- _Supplied text_:
▽

I have no memory of Nandia Black after 4th grade. Did her family move away or did she just fall off my radar screen after refusing to recognize my undying love for her? To be honest, I haven’t thought of Nandia in over 40 years, but I just googled her and, to my great surprise, instantly found her website. Could it be her? Yep. The dates check out on her bio and her photo certainly evokes that sweet little girl from 1968, my 4th grade Valentine. If her family did move away, I guess it wasn’t too far—today Nandia is a respected lawyer in Chicago, a former assistant state’s attorney. Forgive me, Nandia—no restraining order necessary, I’m just reminiscing!
Tonight my current Valentine and I will be bypassing the heart-shaped candy boxes and rip-off dinners-for-two at local restaurants. Instead we will be attending the perfect Valentine’s Day celebration for us: a double feature at the UCLA Film Archive of appropriately themed Thelma Ritter films. First we'll see “The Model and the Marriage Broker” in which Ritter plays a middle-aged Manhattan matchmaker trying to fix up lingerie model Jeanne Crain, and then “The Mating Season,” which features Thelma as a down-and-out hamburger stand owner who is mistaken for the maid when she goes to visit her son and his high society girlfriend Gene Tierney. Forget the flowers, that’s the way to celebrate the holiday! Any of you die-hard romantics care to join us?
At least you now know who to call if you ever need an attorney!
Posted by: Neil | February 14, 2009 at 03:32 PM
I have the same choked memories, in the same grade of 4th. We used to eat all the really corny hearts that said "Love" or "Be Mine" but only after we giddily debated if we should give them to our crushes (mine were Ian Silverburg and Valerie Wooster - I was a confused child). There was always the trauma of not getting the "good" (glittery, funny, or big) cards from classmates, and getting instead only the boring,flat, unfunny ones.

△

- _Task 1_:
Answer these questions from the Valentine's Day blog post:
(a) In what year was Nandia Black the writer's 4th grade Valentine?
(b) Where will the writer and the writer's current Valentine see the double feature?
(c) Which two crushes does the comment about 4th grade memories name?
- _Task 2_:
Quote everything in the Valentine's Day blog post from "At least you" down to "boring,flat, unfunny ones.".
The items that follow have no connection to the Valentine's Day blog post.

- _Given records_:
▽

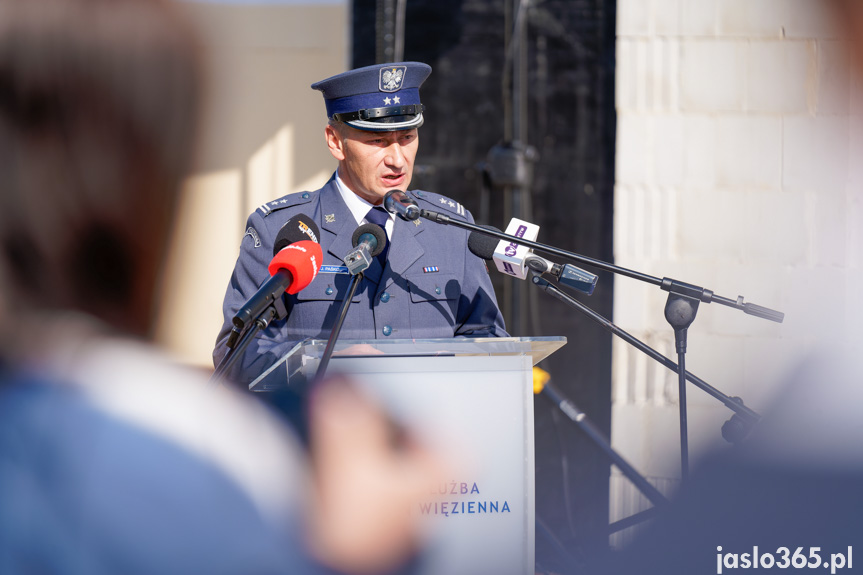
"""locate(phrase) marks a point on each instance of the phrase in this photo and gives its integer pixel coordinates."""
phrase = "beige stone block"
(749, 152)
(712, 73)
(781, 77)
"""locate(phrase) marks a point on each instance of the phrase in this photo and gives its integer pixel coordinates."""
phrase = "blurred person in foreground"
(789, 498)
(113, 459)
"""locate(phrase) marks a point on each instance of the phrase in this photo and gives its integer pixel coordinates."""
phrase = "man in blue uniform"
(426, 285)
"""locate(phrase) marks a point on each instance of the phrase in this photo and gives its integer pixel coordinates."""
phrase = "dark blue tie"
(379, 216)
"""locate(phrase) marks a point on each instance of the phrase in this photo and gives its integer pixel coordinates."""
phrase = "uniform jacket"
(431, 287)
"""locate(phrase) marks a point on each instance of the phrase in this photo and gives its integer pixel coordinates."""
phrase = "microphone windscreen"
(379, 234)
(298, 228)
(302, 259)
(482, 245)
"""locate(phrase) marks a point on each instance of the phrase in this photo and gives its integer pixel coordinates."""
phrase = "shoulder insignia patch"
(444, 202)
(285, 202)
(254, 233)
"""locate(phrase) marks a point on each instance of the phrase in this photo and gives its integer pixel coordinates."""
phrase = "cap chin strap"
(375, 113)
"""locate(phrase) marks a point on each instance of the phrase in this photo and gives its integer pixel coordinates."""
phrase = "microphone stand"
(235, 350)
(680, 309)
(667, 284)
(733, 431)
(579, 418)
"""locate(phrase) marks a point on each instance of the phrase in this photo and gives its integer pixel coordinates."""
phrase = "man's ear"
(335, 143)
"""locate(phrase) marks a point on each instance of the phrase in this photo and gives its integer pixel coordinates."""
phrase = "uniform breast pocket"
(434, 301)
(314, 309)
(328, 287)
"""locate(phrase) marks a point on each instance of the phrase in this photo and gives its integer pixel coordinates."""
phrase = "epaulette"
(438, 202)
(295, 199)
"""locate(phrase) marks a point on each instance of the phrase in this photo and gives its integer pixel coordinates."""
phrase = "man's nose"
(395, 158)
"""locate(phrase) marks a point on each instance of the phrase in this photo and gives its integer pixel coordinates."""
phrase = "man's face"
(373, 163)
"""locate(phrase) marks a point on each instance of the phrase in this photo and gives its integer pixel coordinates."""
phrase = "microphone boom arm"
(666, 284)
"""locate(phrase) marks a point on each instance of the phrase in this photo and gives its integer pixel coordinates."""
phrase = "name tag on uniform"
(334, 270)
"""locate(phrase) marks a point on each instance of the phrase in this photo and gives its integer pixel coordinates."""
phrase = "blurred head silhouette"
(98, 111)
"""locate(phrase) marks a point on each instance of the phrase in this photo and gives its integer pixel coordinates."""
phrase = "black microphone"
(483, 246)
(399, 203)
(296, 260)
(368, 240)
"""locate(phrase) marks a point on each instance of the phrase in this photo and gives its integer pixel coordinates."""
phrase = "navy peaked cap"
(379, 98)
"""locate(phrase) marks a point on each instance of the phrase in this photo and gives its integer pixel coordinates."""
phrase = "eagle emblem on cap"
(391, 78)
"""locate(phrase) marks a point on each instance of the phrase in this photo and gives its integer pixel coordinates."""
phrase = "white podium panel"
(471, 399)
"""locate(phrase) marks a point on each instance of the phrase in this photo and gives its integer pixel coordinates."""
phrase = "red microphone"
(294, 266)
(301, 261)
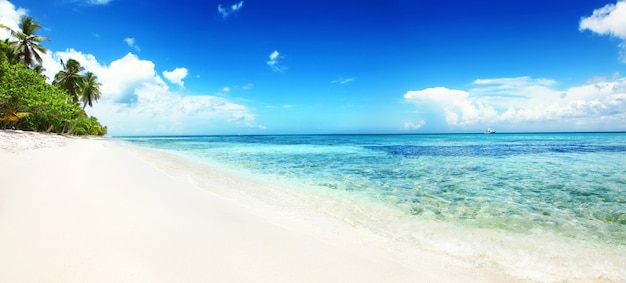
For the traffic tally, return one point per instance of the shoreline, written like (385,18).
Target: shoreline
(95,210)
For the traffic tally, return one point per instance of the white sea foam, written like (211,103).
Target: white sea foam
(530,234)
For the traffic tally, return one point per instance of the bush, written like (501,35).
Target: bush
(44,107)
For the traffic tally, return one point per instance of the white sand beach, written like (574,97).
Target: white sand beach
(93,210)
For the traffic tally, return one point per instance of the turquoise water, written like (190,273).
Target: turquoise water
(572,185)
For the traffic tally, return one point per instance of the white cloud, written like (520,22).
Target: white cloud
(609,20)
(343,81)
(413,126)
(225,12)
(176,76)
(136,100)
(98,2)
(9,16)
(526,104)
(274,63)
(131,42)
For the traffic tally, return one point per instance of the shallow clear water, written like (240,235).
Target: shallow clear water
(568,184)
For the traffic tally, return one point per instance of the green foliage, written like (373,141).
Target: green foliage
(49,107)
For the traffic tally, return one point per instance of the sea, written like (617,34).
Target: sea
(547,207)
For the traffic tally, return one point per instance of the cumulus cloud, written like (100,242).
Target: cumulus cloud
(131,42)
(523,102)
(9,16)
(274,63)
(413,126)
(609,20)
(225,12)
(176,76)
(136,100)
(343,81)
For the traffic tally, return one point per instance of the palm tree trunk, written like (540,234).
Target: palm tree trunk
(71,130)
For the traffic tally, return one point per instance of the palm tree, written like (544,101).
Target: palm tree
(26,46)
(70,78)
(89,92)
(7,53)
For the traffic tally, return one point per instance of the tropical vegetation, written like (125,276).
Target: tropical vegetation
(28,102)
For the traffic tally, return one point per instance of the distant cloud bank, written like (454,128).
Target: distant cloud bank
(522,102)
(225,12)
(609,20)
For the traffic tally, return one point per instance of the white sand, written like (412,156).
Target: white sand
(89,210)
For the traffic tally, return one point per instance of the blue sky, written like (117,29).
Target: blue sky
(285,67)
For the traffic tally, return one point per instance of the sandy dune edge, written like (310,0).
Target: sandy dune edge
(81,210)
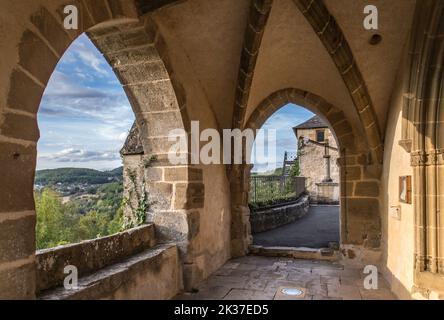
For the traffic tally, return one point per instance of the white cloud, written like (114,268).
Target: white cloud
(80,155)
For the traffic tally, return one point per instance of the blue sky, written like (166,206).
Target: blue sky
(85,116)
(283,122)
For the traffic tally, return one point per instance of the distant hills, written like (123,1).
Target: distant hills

△

- _Written response 1_:
(a) 1968
(b) The UCLA Film Archive
(c) Ian Silverburg and Valerie Wooster

- _Written response 2_:
At least you now know who to call if you ever need an attorney!
Posted by: Neil | February 14, 2009 at 03:32 PM
I have the same choked memories, in the same grade of 4th. We used to eat all the really corny hearts that said "Love" or "Be Mine" but only after we giddily debated if we should give them to our crushes (mine were Ian Silverburg and Valerie Wooster - I was a confused child). There was always the trauma of not getting the "good" (glittery, funny, or big) cards from classmates, and getting instead only the boring,flat, unfunny ones.